Jesus não tentou dar uma explicação para o sofrimento daquele homem. Ele eliminou as duas possibilidades. O motivo da sua cegueira nem foi (1) um pecado cometido pelo homem, (2) nem pelos seus pais, mas sim (3) para as obras de Deus serem manifestas. Não que Deus causou a cegueira do homem só para Jesus curá-lo, como alguns poderiam sugerir. O que entendo disso é que nem tudo precisa ter um motivo, especialmente em casos assim. A cegueira daquele homem era apenas um anomalia aleatória que poderia ter acometido qualquer pessoa caso, os elementos genéticos estivessem presentes. Ou seja, não há motivo espiritual para a condição física daquele homem. O que importa não é o que o levou a ser cego, mas como aquilo deu uma oportunidade a Cristo para aliviar a dor do homem, acabando com sua cegueira. Deus fez os homens para que enxerguem e não para que andem na escuridão.

| Tarefas |
[A] Resuma em duas frases o texto sobre a cegueira do homem curado por Jesus.
[B] Dê a continuação do texto sobre a cegueira do homem a partir da sua última frase.

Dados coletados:
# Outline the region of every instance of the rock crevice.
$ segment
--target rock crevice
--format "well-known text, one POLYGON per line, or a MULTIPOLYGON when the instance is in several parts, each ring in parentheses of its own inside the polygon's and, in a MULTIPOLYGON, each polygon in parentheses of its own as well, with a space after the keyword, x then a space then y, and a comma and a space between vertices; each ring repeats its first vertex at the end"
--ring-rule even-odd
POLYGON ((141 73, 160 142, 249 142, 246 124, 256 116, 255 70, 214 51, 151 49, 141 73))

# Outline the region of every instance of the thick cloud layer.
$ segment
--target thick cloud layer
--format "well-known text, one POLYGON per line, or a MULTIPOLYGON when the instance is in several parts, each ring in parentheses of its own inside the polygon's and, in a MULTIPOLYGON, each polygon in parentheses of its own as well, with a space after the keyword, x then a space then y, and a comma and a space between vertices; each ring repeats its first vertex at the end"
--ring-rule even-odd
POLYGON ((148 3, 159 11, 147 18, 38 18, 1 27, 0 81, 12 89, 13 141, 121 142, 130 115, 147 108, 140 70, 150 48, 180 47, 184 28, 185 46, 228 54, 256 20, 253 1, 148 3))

| Respostas do exercício |
[A] Jesus não deu uma explicação para o sofrimento do homem cego: descartou um pecado dele ou dos pais como causa e disse que aquilo era para que as obras de Deus fossem manifestas. O texto entende que a cegueira foi uma anomalia aleatória, sem motivo espiritual, e que o que importa é a oportunidade que ela deu a Cristo de aliviar a dor do homem, já que Deus fez os homens para que enxerguem.

[B]
Nosso sofrimento na vida pode ser simples obra do acaso. Pode também, como na maioria das vezes, ser consequências de nossas más escolhas, como as escolhas de outras pessoas que refletem sobre nós. Mesmo que você tenha uma visão teológica onde o chamado “pecado original” trouxe sofrimento ao mundo, e venhamos a sofrer por causa do pecado (então nesse sentido não foram nós, mas nossos pais edênicos os causadores do pecado original), lembre-se que Cristo era perfeito, sem pecado e ainda assim sofreu, logo sofrimento não precisa estar entrelaçado com questões metafísicas de pecado.

Assim como no caso do cego de nascença, não precisamos achar cada razão para as coisas ruins que nos acontecem, podemos, como no caso acima, pensar no que fazer para aliviar esse sofrimento, seja nosso ou dos outros. Ou, também, pensar no que podemos aprender como seres humanos, pois “Cristo”, mesmo em toda perfeição, como a imagem perfeita de Deus, “aprendeu pelas coisas que sofreu”, aprendeu a arte da obediência, o que jamais teria aprendido se não tivesse assumido a vida humana em todas as suas realidades, entre elas o sofrimento; o mesmo que Buda, que abandonou a vida prazerosa do seu reino para poder viver a dor e sofrimento comuns aos homens e assim o levasse a iluminação.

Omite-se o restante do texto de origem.